BEGIN
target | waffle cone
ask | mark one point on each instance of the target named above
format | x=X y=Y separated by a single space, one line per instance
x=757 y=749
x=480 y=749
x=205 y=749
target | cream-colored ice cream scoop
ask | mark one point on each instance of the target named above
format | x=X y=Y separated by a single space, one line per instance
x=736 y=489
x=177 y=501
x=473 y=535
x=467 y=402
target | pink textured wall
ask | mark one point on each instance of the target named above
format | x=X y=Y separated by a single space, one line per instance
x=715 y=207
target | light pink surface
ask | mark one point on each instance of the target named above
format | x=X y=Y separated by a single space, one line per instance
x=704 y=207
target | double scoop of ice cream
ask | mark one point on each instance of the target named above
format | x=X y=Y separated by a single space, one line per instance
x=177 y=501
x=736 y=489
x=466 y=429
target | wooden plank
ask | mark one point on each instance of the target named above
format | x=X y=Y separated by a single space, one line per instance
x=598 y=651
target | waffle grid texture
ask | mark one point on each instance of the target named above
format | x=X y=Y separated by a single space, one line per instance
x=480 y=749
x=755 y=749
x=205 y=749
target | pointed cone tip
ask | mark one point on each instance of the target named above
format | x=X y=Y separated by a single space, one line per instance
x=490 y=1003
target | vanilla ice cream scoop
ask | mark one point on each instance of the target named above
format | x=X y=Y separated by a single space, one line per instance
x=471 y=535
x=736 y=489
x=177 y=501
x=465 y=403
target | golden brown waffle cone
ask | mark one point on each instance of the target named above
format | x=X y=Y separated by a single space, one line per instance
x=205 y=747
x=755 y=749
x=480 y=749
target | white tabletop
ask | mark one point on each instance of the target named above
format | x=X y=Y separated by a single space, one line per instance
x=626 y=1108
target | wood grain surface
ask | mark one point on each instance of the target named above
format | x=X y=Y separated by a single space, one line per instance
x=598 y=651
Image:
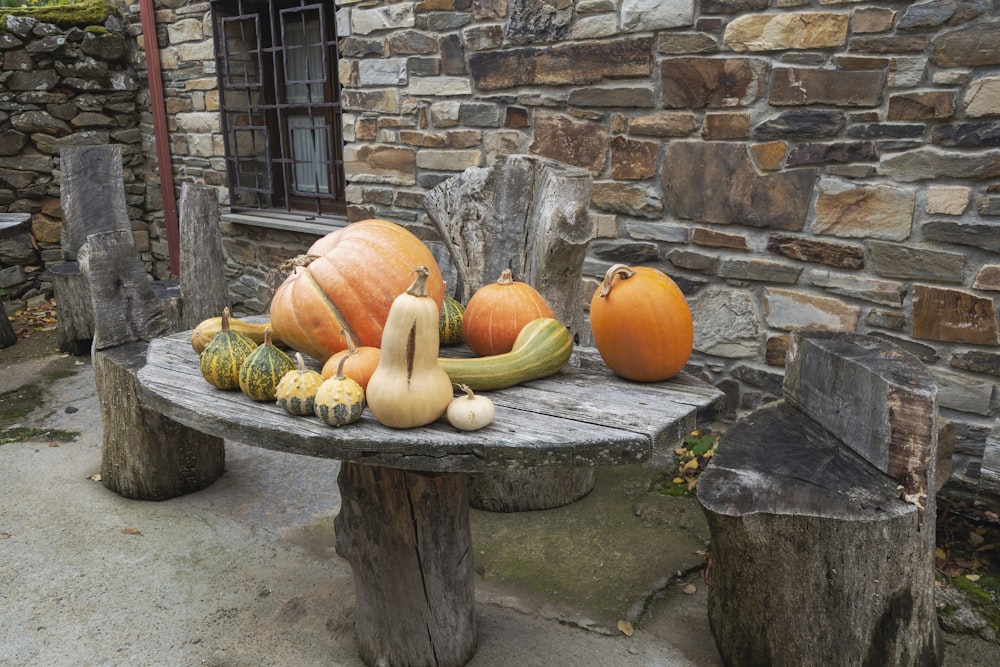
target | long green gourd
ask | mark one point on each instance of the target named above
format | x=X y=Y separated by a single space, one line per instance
x=541 y=349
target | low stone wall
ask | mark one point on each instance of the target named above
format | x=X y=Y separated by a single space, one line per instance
x=64 y=87
x=790 y=163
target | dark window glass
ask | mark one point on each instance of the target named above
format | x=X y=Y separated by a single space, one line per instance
x=280 y=104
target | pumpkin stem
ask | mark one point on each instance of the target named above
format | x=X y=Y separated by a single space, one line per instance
x=620 y=270
x=419 y=286
x=340 y=367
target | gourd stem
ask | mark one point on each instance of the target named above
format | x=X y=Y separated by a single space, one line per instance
x=340 y=367
x=419 y=286
x=620 y=270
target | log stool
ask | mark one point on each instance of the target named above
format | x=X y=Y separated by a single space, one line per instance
x=821 y=511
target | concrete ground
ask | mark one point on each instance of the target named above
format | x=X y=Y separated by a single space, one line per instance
x=244 y=573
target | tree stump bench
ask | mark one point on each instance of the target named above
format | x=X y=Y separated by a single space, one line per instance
x=821 y=512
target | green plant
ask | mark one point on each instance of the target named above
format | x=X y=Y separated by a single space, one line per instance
x=690 y=458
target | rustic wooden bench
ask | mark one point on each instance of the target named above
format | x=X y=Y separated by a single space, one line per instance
x=404 y=518
x=821 y=509
x=527 y=214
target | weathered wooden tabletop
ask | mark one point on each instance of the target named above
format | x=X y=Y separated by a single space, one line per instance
x=583 y=415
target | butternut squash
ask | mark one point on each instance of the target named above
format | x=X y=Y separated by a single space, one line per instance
x=408 y=388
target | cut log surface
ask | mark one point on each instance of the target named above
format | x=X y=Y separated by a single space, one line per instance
x=818 y=553
x=145 y=455
x=7 y=335
x=560 y=420
x=203 y=278
x=92 y=194
x=407 y=538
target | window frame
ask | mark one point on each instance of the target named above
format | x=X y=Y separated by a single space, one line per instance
x=262 y=181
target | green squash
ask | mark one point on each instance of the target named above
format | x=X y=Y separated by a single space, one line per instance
x=450 y=321
x=263 y=369
x=221 y=359
x=296 y=392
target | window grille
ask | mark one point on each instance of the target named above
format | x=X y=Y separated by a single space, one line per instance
x=280 y=105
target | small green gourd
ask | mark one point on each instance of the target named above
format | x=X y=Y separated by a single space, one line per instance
x=296 y=392
x=221 y=360
x=450 y=321
x=263 y=369
x=339 y=400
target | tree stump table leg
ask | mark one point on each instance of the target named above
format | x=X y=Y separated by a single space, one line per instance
x=406 y=535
END
_WORK ORDER_
If a picture appears in the records, omit it and print everything else exactly.

_SOLUTION FOR THIS EXERCISE_
target | waffle cone
ask | mark one point on each instance of the target named above
format | x=X y=Y separated by a single space, one line per instance
x=757 y=749
x=480 y=749
x=205 y=749
target | cream-colored ice cream scoop
ask | mark one point on each instance of the target named above
format | x=X y=Y separated by a single space, one line per instance
x=736 y=489
x=177 y=501
x=473 y=535
x=467 y=402
target | pink textured wall
ask | mark one point on each instance of the target named above
format | x=X y=Y separated by a single space, one line per instance
x=715 y=207
target | light pink surface
ask | mark one point on each instance of the target named above
format | x=X y=Y separated by a single space, one line per instance
x=704 y=207
target | double scoop of ice cream
ask | mark one point on each instance of the target named above
format | x=X y=Y separated by a single space, one line per instance
x=177 y=501
x=736 y=489
x=466 y=429
target | wooden plank
ask | mark one point on each instance of the target named above
format | x=X y=Y separated by a single space, one line per instance
x=598 y=651
target | waffle grid texture
ask | mark one point on each instance of the target named above
format | x=X y=Y separated by a single space, one line per instance
x=480 y=749
x=755 y=749
x=205 y=749
target | pointed cone tip
ask | mark one point on each instance of the target named above
format | x=X y=Y separated by a single space, one line per instance
x=490 y=1003
target | vanilla ice cream scoop
ask | mark one point on each instance of the target named above
format | x=X y=Y separated by a single space, one line per instance
x=471 y=535
x=736 y=489
x=177 y=501
x=465 y=403
target | golden brown waffle cone
ask | mark one point on each instance of the target named above
format | x=X y=Y separated by a single space, one line per instance
x=205 y=747
x=755 y=749
x=480 y=749
target | white tabletop
ask | mark one point on each instance of the target named above
format | x=X y=Y separated by a single space, one line per instance
x=626 y=1108
target | wood grain surface
ask | mark one point on each instance of the target named above
format | x=X y=Y separated by a single space, one line per instance
x=598 y=651
Image:
target | long green gourd
ask | mark one point on each instance of the target named above
format | x=X y=Y separated by a single space, one line per instance
x=541 y=349
target | low stone wall
ask | mark one point on each instance of the target named above
format | x=X y=Y separated by a single space, one line per instance
x=64 y=87
x=790 y=163
target | dark window glass
ask | mark one point on each instance of the target named above
format | x=X y=Y separated by a single space, one line per instance
x=280 y=104
target | pumpkin stem
ask | mark one point on each instance of the target named above
format | x=X y=Y separated by a single space, one line per instance
x=620 y=270
x=419 y=286
x=340 y=367
target | gourd stem
ask | mark one point on each instance of the target named above
format | x=X y=Y separated by a single space, one line per instance
x=340 y=367
x=419 y=286
x=620 y=270
target | log stool
ask | mark one point on each instance of the target named above
format | x=X y=Y separated by a single space, one line per instance
x=821 y=511
target | concrete ground
ask | mark one point on each instance of the target named above
format | x=X y=Y separated by a single space, one line per instance
x=244 y=573
target | tree stump bench
ask | mark one point on each instance of the target named above
format | x=X y=Y separated by a single space, one line per instance
x=821 y=512
target | green plant
ask | mark one point on each instance of the target named above
format | x=X y=Y separated by a single space, one line per instance
x=690 y=458
target | rustic wooden bench
ask | mark one point on each instance of the target named above
format | x=X y=Y separated by a single space, one line per instance
x=404 y=518
x=821 y=509
x=527 y=214
target | weathered wooden tabletop
ask | mark one point on each instance of the target named above
format | x=X y=Y separated by a single space, one line per instance
x=583 y=415
target | butternut squash
ask | mark one point on each instance of the target named above
format | x=X y=Y separated by a single space, one line per instance
x=408 y=388
target | cut log surface
ask | mark one point on each instance of the target named above
format | x=X y=Y separated by a single space, one line per instance
x=818 y=553
x=145 y=455
x=7 y=335
x=560 y=420
x=203 y=278
x=92 y=194
x=407 y=538
target | window frame
ask | mark one point on each instance of the target named above
format | x=X y=Y separated by a single space, one line per instance
x=262 y=181
target | green squash
ask | mark one point on each instance of the target named above
format | x=X y=Y separated by a single space, one line per instance
x=450 y=321
x=263 y=369
x=221 y=359
x=296 y=392
target | window grille
ask | mark one point on each instance of the target named above
format | x=X y=Y separated by a single space, one line per instance
x=280 y=105
target | small green gourd
ask | mark one point on each instance of the target named above
format | x=X y=Y separated by a single space, one line per instance
x=296 y=392
x=221 y=360
x=450 y=321
x=263 y=369
x=339 y=400
target | tree stump table leg
ask | mark one point on each instance of the target named above
format | x=X y=Y separated by a single space, one line per instance
x=406 y=535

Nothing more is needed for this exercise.